* [Instruction]:
Images are excluded; otherwise, output every record exactly.

* [Supplied records]:
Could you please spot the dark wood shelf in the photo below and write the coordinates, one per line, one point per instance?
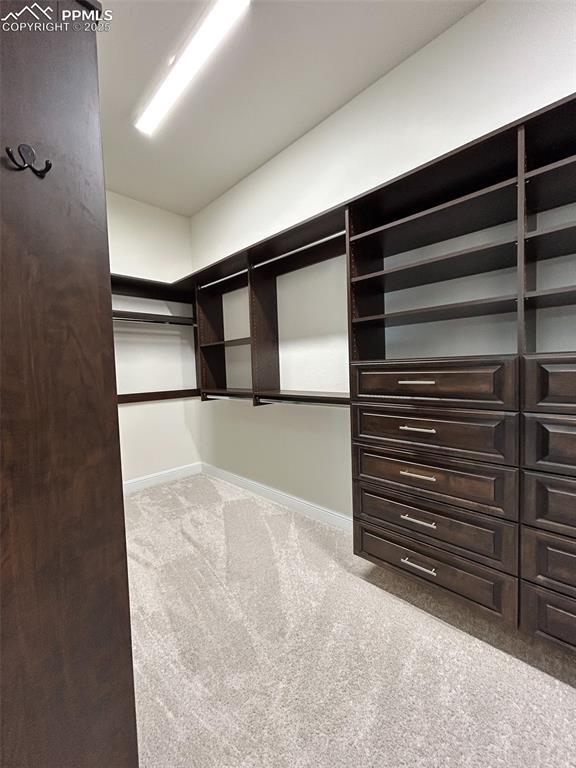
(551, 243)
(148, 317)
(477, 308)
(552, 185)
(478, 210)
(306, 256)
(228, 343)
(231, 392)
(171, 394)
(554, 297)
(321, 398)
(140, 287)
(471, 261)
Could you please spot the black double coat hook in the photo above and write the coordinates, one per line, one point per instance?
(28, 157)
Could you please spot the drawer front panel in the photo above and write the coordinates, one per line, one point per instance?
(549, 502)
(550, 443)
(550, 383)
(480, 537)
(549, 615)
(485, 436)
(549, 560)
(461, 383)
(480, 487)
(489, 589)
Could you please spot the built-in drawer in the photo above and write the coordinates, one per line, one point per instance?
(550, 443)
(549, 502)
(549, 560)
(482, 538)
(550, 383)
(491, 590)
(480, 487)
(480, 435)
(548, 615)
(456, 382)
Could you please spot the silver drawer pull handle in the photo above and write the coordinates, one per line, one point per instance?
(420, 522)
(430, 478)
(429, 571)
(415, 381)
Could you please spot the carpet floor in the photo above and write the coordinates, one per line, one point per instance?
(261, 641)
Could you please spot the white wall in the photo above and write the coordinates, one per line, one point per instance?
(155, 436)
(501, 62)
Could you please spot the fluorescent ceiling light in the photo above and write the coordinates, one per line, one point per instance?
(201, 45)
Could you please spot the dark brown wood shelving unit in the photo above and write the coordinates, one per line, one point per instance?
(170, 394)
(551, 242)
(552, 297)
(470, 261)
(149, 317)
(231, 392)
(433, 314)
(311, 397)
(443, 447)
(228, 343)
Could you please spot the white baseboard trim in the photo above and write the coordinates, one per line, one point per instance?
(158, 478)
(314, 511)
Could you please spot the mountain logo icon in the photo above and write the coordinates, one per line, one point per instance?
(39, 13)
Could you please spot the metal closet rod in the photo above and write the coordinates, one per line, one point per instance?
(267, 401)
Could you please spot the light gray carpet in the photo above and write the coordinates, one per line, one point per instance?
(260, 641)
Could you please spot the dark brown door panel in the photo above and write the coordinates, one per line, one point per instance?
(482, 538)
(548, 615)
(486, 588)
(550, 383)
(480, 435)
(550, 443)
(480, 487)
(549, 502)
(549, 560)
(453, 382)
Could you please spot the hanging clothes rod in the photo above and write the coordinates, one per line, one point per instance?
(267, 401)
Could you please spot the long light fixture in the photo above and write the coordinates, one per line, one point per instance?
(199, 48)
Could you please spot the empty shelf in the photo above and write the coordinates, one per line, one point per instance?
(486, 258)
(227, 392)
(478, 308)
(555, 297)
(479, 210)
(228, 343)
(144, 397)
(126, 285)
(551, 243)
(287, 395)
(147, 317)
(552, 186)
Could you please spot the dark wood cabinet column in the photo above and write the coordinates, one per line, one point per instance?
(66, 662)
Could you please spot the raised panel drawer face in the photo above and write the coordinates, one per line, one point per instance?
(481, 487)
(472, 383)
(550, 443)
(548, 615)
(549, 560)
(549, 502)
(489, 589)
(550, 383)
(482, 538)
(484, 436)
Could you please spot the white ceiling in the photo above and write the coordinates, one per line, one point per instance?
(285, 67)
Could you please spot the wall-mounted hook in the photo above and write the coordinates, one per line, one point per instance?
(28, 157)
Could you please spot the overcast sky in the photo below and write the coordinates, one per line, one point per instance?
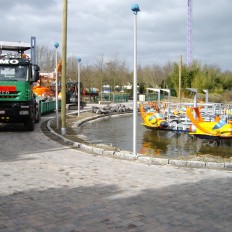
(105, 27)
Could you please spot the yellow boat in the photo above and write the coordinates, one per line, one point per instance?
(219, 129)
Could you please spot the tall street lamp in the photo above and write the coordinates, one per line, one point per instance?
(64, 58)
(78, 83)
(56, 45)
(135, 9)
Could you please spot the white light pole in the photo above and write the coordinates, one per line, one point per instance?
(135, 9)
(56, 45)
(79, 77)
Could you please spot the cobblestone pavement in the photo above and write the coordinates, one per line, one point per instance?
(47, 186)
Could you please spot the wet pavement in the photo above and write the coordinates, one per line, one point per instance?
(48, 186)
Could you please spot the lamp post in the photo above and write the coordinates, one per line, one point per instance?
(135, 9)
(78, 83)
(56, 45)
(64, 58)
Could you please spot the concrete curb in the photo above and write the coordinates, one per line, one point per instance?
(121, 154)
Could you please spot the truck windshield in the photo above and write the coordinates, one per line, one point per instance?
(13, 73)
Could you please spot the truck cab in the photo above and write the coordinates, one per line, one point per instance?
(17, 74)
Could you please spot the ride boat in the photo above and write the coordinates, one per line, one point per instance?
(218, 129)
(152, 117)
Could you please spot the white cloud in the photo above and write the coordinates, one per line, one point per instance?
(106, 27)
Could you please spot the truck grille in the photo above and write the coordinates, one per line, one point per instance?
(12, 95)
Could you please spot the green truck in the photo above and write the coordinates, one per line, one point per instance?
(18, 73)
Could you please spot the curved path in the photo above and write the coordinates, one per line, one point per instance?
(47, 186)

* [Task answer]:
Could you please spot the dark wood shelf in the photo below and write the coordinates, one per line, one point per instance?
(551, 243)
(148, 317)
(477, 308)
(552, 185)
(478, 210)
(306, 256)
(228, 343)
(231, 392)
(171, 394)
(554, 297)
(321, 398)
(140, 287)
(471, 261)
Could you please spot the black double coat hook in the photo above and write the coordinates, one per line, one point per instance?
(28, 157)
Could you please spot the drawer front panel in the photo above and write the coordinates, one per line, one point per instance?
(549, 502)
(550, 443)
(550, 383)
(480, 537)
(549, 615)
(485, 436)
(549, 560)
(461, 383)
(480, 487)
(489, 589)
Could you please spot the built-in drawer in the photo above and write the coordinates, one per line, one point per instance?
(550, 443)
(549, 502)
(549, 560)
(482, 538)
(550, 383)
(491, 590)
(480, 487)
(480, 435)
(548, 615)
(456, 382)
Could you please spot the silver drawer pull handle in the photo above and write the coordinates, one per line, one point per instance?
(420, 522)
(430, 478)
(429, 571)
(415, 381)
Could you please spot the carpet floor in the photo above and write the coordinates, one per line, one point per instance?
(261, 641)
Could you please spot the white wall in the photo above and write the coordinates, one per line, one point per instance?
(155, 436)
(501, 62)
Could you please spot the fluorescent ceiling light in the photo above and write the coordinates, one per line, one point per instance?
(201, 45)
Could you please spot the dark brown wood shelving unit in the photo above and write the coordinates, one per line, one point per instance?
(170, 394)
(551, 242)
(552, 297)
(470, 261)
(149, 317)
(231, 392)
(433, 314)
(311, 397)
(443, 447)
(228, 343)
Could you please spot the white baseboard trim in the photo above and write the coordinates, one per line, one point per instance?
(158, 478)
(314, 511)
Could you please spot the mountain logo icon in the photo above and write the coordinates, one per line, one point per instance?
(39, 13)
Could you please spot the metal closet rod in the photo above and write the coordinates, one per line, one point per instance?
(267, 401)
Could you please spot the light gray carpet in the photo above and write the coordinates, one per line, one point per instance?
(260, 641)
Could you please spot the dark brown door panel in the photo above and write the coordinates, one per line, one point per instance?
(482, 538)
(548, 615)
(486, 588)
(550, 383)
(480, 435)
(550, 443)
(480, 487)
(549, 502)
(549, 560)
(453, 382)
Could you please spot the hanging clothes rod in the photo above and write the coordinates, one per line, one point per instance?
(267, 401)
Could you please spot the long light fixture in the photo above and write the coordinates, one per line, one point per instance?
(199, 48)
Could you please spot the empty shelf in the photo above and write the coordinates, one per line, one point per instance?
(486, 258)
(227, 392)
(478, 308)
(555, 297)
(479, 210)
(228, 343)
(144, 397)
(126, 285)
(551, 243)
(287, 395)
(147, 317)
(552, 186)
Could you please spot the dark wood cabinet column in the photo above and write the coordinates, one per line, one point per instance?
(66, 662)
Could you please spot the raised panel drawer face in the photo above and write the coordinates, one per line, one point per instance?
(481, 487)
(472, 383)
(550, 443)
(548, 615)
(549, 560)
(549, 502)
(489, 589)
(550, 383)
(482, 538)
(484, 436)
Could you please spot the white ceiling in the photo above and write the coordinates, one per line, one point per instance?
(285, 67)
Could you please spot the wall-mounted hook in the photo above and write the coordinates, one per line, one point per instance?
(28, 157)
Could you please spot the overcast sky in the photo below and write the coordinates, one per line, one point per instance?
(105, 27)
Could you please spot the yellow boat in the photo above and write the coordinates, one per line, one point per instance?
(219, 129)
Could you please spot the tall street lamp in the photo above and write the coordinates, one per line, one point per instance?
(64, 58)
(78, 83)
(56, 45)
(135, 9)
Could you please spot the white light pole in the photo above and write the coordinates, one per line, one point per instance?
(135, 9)
(56, 45)
(79, 77)
Could you please spot the cobblestone pavement in the photo above and write the coordinates, one per line, one point per instance?
(47, 186)
Could you please spot the wet pavement in the photo above and write the coordinates, one per line, one point per instance?
(48, 186)
Could you please spot the lamp post in the photo above and write the coordinates, one per line, one point per instance?
(135, 9)
(78, 83)
(56, 45)
(64, 58)
Could you please spot the concrete curb in the photo above and write the coordinates, one per line, one point per instance?
(121, 154)
Could you please spot the truck windshield in the photo above and write the coordinates, one per line, one point per instance?
(13, 73)
Could you please spot the truck cab in the photo above and write the coordinates, one per line, one point per instance?
(17, 74)
Could you please spot the ride boat in the photo above and write the coordinates, one per line, one point per instance?
(218, 129)
(152, 117)
Could you please spot the white cloud in the photo above and write the coordinates, one per line, one point per instance?
(106, 27)
Could you please spot the truck grille in the photo above and write the coordinates, one per line, one point per instance?
(12, 95)
Could you please spot the green truck in the photo above and write the coordinates, one per line, one point per instance?
(18, 73)
Could you please spot the curved path in the photo above and write the coordinates, one per line, one point per instance?
(47, 186)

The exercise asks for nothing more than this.